Entries
━━━━━━━━━━━━━━━━━━━━

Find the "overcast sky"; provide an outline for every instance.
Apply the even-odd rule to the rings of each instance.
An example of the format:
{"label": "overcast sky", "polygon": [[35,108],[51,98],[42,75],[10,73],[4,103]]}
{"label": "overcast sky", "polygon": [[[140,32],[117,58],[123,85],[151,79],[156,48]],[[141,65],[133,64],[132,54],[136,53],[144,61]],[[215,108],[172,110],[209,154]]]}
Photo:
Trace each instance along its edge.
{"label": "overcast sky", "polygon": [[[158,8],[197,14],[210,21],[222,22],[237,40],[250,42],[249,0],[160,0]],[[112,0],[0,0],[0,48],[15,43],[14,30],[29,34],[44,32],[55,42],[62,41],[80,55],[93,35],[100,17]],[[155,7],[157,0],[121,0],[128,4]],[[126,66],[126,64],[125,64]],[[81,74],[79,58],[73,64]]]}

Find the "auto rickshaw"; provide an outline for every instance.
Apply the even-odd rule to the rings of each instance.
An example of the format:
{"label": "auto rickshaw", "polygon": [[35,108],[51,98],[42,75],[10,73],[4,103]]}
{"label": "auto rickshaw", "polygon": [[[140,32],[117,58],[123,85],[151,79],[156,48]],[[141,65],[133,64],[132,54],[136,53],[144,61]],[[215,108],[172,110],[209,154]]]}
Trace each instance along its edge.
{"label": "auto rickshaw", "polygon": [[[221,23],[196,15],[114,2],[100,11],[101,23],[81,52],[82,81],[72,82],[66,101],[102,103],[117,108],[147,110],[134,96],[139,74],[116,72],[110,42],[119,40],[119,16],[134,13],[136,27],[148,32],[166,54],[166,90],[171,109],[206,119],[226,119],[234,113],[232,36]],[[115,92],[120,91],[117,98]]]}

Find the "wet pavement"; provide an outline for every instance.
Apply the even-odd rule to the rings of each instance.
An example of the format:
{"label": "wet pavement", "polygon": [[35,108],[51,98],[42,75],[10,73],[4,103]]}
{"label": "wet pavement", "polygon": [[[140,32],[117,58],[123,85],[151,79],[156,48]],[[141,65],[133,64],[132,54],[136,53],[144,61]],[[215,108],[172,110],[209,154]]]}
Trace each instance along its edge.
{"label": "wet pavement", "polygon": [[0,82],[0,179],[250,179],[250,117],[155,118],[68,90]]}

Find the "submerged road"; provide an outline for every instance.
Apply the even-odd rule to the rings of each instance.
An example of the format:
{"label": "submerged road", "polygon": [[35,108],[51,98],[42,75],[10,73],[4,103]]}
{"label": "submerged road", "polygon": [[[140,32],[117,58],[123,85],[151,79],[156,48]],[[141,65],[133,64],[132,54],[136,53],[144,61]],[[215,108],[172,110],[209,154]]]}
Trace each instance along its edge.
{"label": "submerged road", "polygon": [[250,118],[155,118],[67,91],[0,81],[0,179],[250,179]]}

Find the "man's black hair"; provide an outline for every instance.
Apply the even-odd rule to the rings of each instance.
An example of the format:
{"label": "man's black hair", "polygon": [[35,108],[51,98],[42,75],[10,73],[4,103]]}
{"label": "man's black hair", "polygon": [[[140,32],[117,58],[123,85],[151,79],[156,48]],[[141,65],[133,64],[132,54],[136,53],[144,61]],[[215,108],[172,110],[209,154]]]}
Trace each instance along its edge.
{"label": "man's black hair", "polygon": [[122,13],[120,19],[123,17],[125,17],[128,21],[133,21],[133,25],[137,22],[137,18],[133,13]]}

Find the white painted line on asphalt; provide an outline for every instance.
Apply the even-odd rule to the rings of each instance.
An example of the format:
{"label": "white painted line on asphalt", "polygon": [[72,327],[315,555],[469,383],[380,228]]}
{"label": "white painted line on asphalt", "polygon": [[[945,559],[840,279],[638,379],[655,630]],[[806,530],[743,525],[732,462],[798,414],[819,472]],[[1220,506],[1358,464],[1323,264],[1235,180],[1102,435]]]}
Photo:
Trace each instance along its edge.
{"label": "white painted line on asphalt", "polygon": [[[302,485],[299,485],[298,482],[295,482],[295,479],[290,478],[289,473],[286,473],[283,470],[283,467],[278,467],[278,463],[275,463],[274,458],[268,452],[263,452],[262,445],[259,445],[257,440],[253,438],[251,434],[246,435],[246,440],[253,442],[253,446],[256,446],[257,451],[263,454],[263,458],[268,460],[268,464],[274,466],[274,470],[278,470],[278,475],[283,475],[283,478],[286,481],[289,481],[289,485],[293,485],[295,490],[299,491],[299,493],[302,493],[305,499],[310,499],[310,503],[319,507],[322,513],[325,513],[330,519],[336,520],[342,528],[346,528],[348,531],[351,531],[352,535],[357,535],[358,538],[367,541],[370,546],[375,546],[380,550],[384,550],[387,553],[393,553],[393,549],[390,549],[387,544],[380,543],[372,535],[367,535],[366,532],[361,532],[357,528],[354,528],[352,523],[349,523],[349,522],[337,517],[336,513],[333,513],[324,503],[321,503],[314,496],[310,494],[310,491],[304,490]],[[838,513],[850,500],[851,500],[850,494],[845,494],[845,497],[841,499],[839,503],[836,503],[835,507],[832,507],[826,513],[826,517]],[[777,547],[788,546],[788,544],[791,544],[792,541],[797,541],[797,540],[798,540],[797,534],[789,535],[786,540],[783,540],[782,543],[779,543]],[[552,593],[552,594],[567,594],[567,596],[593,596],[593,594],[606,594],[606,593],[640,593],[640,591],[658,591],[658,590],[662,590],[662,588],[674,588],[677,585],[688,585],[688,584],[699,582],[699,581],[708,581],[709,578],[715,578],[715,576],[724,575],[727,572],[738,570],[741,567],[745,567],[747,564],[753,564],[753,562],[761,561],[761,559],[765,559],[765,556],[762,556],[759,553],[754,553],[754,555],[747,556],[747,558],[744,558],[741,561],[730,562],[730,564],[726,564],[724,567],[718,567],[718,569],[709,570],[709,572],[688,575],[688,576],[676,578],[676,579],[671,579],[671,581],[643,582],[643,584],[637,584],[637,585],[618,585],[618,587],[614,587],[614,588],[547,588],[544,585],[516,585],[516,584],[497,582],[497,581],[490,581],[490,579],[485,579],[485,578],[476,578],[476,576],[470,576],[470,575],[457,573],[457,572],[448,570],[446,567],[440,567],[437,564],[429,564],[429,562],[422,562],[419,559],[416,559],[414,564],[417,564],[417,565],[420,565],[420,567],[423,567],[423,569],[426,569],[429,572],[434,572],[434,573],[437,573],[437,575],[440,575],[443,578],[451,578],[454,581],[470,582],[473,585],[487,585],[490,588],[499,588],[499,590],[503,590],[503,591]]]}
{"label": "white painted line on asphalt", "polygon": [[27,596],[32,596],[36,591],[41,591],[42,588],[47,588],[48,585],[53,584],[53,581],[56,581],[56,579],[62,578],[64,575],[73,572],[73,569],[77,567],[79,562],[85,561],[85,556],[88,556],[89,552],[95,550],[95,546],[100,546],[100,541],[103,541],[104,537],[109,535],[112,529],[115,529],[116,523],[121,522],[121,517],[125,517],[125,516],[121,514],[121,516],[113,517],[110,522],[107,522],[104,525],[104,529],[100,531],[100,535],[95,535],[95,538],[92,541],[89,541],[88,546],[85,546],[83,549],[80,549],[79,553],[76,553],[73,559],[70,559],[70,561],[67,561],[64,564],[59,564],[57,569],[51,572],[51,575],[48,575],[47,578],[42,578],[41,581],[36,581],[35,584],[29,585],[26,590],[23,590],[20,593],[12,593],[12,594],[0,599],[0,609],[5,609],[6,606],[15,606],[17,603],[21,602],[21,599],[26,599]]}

━━━━━━━━━━━━━━━━━━━━

Task directions
From the listing above, reproduce all the lines exactly.

Output of the exercise
Find the "overcast sky"; provide an outline for every instance.
Apply the even-odd rule to the rings of each instance.
An example of the format:
{"label": "overcast sky", "polygon": [[35,108],[51,98],[42,75],[10,73],[4,103]]}
{"label": "overcast sky", "polygon": [[[140,32],[117,58],[123,85],[151,79],[156,48]],[[141,65],[133,64],[132,54],[136,53],[144,61]],[[215,108],[172,110],[209,154]]]}
Photo:
Trace each instance along its edge.
{"label": "overcast sky", "polygon": [[[158,8],[197,14],[210,21],[222,22],[237,40],[250,42],[249,0],[160,0]],[[112,0],[0,0],[0,48],[15,43],[14,30],[29,34],[44,32],[55,42],[62,41],[80,55],[93,35],[100,17]],[[155,7],[157,0],[121,0],[128,4]],[[126,66],[126,64],[125,64]],[[81,74],[79,58],[73,64]]]}

Find the "auto rickshaw"; provide an outline for every instance.
Apply the even-odd rule to the rings of each instance.
An example of the format:
{"label": "auto rickshaw", "polygon": [[35,108],[51,98],[42,75],[10,73],[4,103]]}
{"label": "auto rickshaw", "polygon": [[[140,32],[117,58],[123,85],[151,79],[156,48]],[[141,65],[133,64],[132,54],[136,53],[144,61]],[[215,108],[172,110],[209,154]]]}
Trace each instance along its edge.
{"label": "auto rickshaw", "polygon": [[[221,23],[196,15],[114,2],[100,11],[101,23],[81,52],[82,81],[72,82],[66,101],[102,103],[117,108],[147,110],[134,96],[139,74],[116,72],[110,42],[119,40],[119,16],[134,13],[136,27],[148,32],[166,54],[166,90],[171,109],[206,119],[226,119],[234,113],[232,36]],[[115,92],[120,91],[117,98]]]}

Find the "wet pavement"; provide an outline for every instance.
Apply the even-odd rule to the rings of each instance.
An example of the format:
{"label": "wet pavement", "polygon": [[35,108],[51,98],[42,75],[10,73],[4,103]]}
{"label": "wet pavement", "polygon": [[[140,32],[117,58],[123,85],[151,79],[156,48]],[[141,65],[133,64],[132,54],[136,53],[144,61]],[[215,108],[172,110],[209,154]]]}
Trace each instance along its edge.
{"label": "wet pavement", "polygon": [[0,82],[0,179],[250,179],[250,117],[155,118],[68,90]]}

Find the "submerged road"; provide an outline for every instance.
Apply the even-odd rule to the rings of each instance.
An example of the format:
{"label": "submerged road", "polygon": [[35,108],[51,98],[42,75],[10,73],[4,103]]}
{"label": "submerged road", "polygon": [[[140,32],[117,58],[123,85],[151,79],[156,48]],[[141,65],[133,64],[132,54],[136,53],[144,61]],[[215,108],[172,110],[209,154]]]}
Trace each instance along its edge.
{"label": "submerged road", "polygon": [[250,118],[155,118],[67,91],[0,81],[0,179],[250,179]]}

Find the "man's black hair"; provide an outline for every instance.
Apply the even-odd rule to the rings of each instance.
An example of the format:
{"label": "man's black hair", "polygon": [[35,108],[51,98],[42,75],[10,73],[4,103]]}
{"label": "man's black hair", "polygon": [[[140,32],[117,58],[123,85],[151,79],[156,48]],[[141,65],[133,64],[132,54],[136,53],[144,61]],[[215,108],[172,110],[209,154]]]}
Trace each instance along its edge.
{"label": "man's black hair", "polygon": [[122,13],[120,19],[123,17],[125,17],[128,21],[133,21],[133,25],[137,22],[137,18],[133,13]]}

Find the white painted line on asphalt; provide an outline for every instance.
Apply the even-odd rule to the rings of each instance.
An example of the format:
{"label": "white painted line on asphalt", "polygon": [[72,327],[315,555],[469,383],[380,228]]}
{"label": "white painted line on asphalt", "polygon": [[[945,559],[840,279],[638,379],[655,630]],[[806,530],[743,525],[732,462],[798,414],[819,472]],[[1220,506],[1358,464],[1323,264],[1235,180],[1102,435]]]}
Photo:
Trace each instance along its edge.
{"label": "white painted line on asphalt", "polygon": [[[302,485],[299,485],[298,482],[295,482],[295,479],[290,478],[289,473],[286,473],[283,470],[283,467],[278,467],[278,463],[275,463],[274,458],[268,452],[263,452],[262,445],[259,445],[257,440],[253,438],[251,434],[246,435],[246,440],[253,442],[253,446],[256,446],[257,451],[263,454],[263,458],[268,460],[268,464],[274,466],[274,470],[278,470],[278,475],[283,475],[283,478],[286,481],[289,481],[289,485],[293,485],[295,490],[299,491],[299,493],[302,493],[305,499],[310,499],[310,503],[319,507],[322,513],[325,513],[330,519],[336,520],[342,528],[346,528],[348,531],[351,531],[352,535],[357,535],[358,538],[367,541],[370,546],[375,546],[380,550],[384,550],[387,553],[393,553],[393,549],[390,549],[387,544],[380,543],[372,535],[367,535],[366,532],[361,532],[357,528],[354,528],[352,523],[349,523],[349,522],[337,517],[336,513],[333,513],[324,503],[321,503],[314,496],[310,494],[310,491],[304,490]],[[838,513],[850,500],[851,500],[850,494],[845,494],[845,497],[841,499],[839,503],[836,503],[835,507],[832,507],[826,513],[826,517]],[[777,547],[788,546],[788,544],[791,544],[792,541],[797,541],[797,540],[798,540],[797,534],[789,535],[786,540],[783,540],[782,543],[779,543]],[[552,593],[552,594],[567,594],[567,596],[593,596],[593,594],[606,594],[606,593],[640,593],[640,591],[658,591],[658,590],[662,590],[662,588],[674,588],[677,585],[688,585],[688,584],[699,582],[699,581],[708,581],[709,578],[715,578],[715,576],[724,575],[727,572],[738,570],[741,567],[745,567],[747,564],[753,564],[753,562],[761,561],[761,559],[765,559],[765,556],[762,556],[759,553],[754,553],[754,555],[747,556],[747,558],[744,558],[741,561],[730,562],[730,564],[726,564],[724,567],[718,567],[718,569],[709,570],[709,572],[688,575],[688,576],[676,578],[676,579],[671,579],[671,581],[643,582],[643,584],[637,584],[637,585],[618,585],[618,587],[614,587],[614,588],[547,588],[544,585],[516,585],[516,584],[497,582],[497,581],[490,581],[490,579],[485,579],[485,578],[476,578],[476,576],[470,576],[470,575],[457,573],[457,572],[448,570],[446,567],[440,567],[437,564],[429,564],[429,562],[422,562],[419,559],[416,559],[414,564],[417,564],[417,565],[420,565],[420,567],[423,567],[423,569],[426,569],[429,572],[434,572],[434,573],[437,573],[437,575],[440,575],[443,578],[451,578],[454,581],[470,582],[473,585],[487,585],[490,588],[499,588],[499,590],[503,590],[503,591]]]}
{"label": "white painted line on asphalt", "polygon": [[27,596],[32,596],[36,591],[41,591],[42,588],[47,588],[48,585],[53,584],[53,581],[56,581],[56,579],[62,578],[64,575],[73,572],[73,569],[77,567],[79,562],[85,561],[85,556],[88,556],[89,552],[95,550],[95,546],[100,546],[100,541],[103,541],[104,537],[109,535],[112,529],[115,529],[116,523],[121,522],[121,517],[125,517],[125,516],[121,514],[121,516],[113,517],[110,522],[107,522],[104,525],[104,529],[100,531],[100,535],[95,535],[95,538],[92,541],[89,541],[88,546],[85,546],[83,549],[80,549],[79,553],[76,553],[73,559],[70,559],[70,561],[67,561],[64,564],[59,564],[57,569],[51,572],[51,575],[48,575],[47,578],[42,578],[41,581],[36,581],[35,584],[29,585],[26,590],[23,590],[20,593],[12,593],[12,594],[0,599],[0,609],[5,609],[6,606],[15,606],[17,603],[21,602],[21,599],[26,599]]}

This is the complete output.